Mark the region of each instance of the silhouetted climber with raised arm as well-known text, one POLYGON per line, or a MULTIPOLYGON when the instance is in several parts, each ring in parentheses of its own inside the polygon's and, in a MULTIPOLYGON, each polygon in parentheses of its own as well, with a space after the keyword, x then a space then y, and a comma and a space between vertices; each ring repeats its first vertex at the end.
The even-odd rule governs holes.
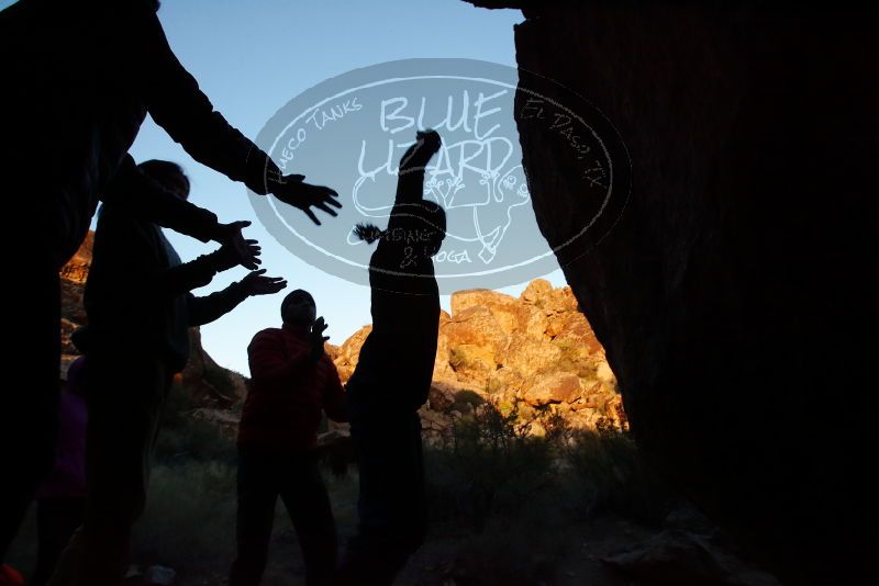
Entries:
POLYGON ((360 518, 340 584, 390 584, 427 528, 418 409, 427 401, 436 357, 433 257, 445 238, 446 216, 423 199, 423 184, 424 167, 439 144, 437 133, 419 133, 403 155, 388 228, 355 228, 378 246, 369 262, 372 330, 347 384, 360 518))
POLYGON ((230 586, 257 586, 268 557, 275 504, 283 500, 305 561, 305 584, 336 566, 336 531, 315 452, 321 413, 347 420, 338 372, 323 349, 326 324, 298 289, 281 303, 283 326, 247 347, 251 388, 238 427, 238 556, 230 586))
MULTIPOLYGON (((140 168, 166 190, 188 196, 189 181, 177 165, 152 160, 140 168)), ((126 189, 124 179, 109 189, 126 189)), ((74 340, 88 360, 86 521, 53 585, 70 584, 70 568, 77 586, 121 582, 131 529, 146 500, 163 405, 174 374, 189 357, 189 328, 218 319, 251 295, 286 286, 262 270, 196 297, 190 290, 241 262, 235 249, 223 245, 181 263, 158 225, 118 201, 124 199, 104 203, 99 214, 85 293, 89 323, 74 340)), ((255 240, 246 244, 251 255, 259 253, 255 240)))
MULTIPOLYGON (((0 461, 16 473, 0 495, 0 563, 48 472, 57 436, 60 362, 58 270, 88 230, 99 196, 148 113, 196 160, 271 193, 319 223, 335 215, 336 194, 282 176, 268 156, 215 112, 177 60, 156 16, 156 0, 19 0, 0 11, 0 177, 7 238, 26 247, 11 359, 29 364, 26 392, 0 393, 0 461)), ((247 247, 242 224, 221 225, 173 195, 159 198, 140 177, 122 196, 145 217, 203 241, 247 247)), ((251 259, 248 268, 255 269, 251 259)))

- **Task directions**:
Copy the rows word for word, starting at the first row and stopping after the row that contains "MULTIPOLYGON (((140 168, 166". Leave the picture out of your copy.

- **Result of this task**:
Mark the region of each instance of the silhouetted climber with raised arm as well-known text, one POLYGON per line, or a MULTIPOLYGON when the instance is in several parts, each ring in parentheses of its own inside the polygon's and, in a MULTIPOLYGON, each polygon in parentheses of its own as well, with a space after the keyword, x then a space then y, and a comma and a space between vertices; each ring repeats its first vertex at the end.
The even-odd rule governs holes.
Entries:
POLYGON ((360 518, 340 584, 390 584, 427 528, 418 409, 427 401, 436 357, 433 257, 445 238, 446 216, 423 199, 423 184, 424 167, 439 144, 437 133, 419 133, 403 155, 388 228, 355 228, 378 246, 369 262, 372 330, 347 384, 360 518))
POLYGON ((230 586, 257 586, 268 557, 275 504, 283 500, 305 561, 305 584, 336 566, 336 531, 315 452, 321 413, 347 420, 338 372, 323 349, 326 324, 298 289, 281 303, 283 326, 247 347, 251 388, 238 427, 238 556, 230 586))
MULTIPOLYGON (((140 168, 166 190, 188 196, 189 181, 177 165, 152 160, 140 168)), ((126 189, 124 179, 109 189, 126 189)), ((74 340, 88 360, 86 521, 53 585, 70 584, 70 568, 77 586, 121 582, 131 529, 146 500, 163 405, 174 374, 189 357, 189 328, 218 319, 251 295, 286 286, 262 270, 196 297, 190 290, 241 262, 235 249, 223 245, 181 263, 158 225, 118 201, 124 199, 104 203, 99 214, 85 293, 89 323, 74 340)), ((255 240, 246 244, 251 255, 259 253, 255 240)))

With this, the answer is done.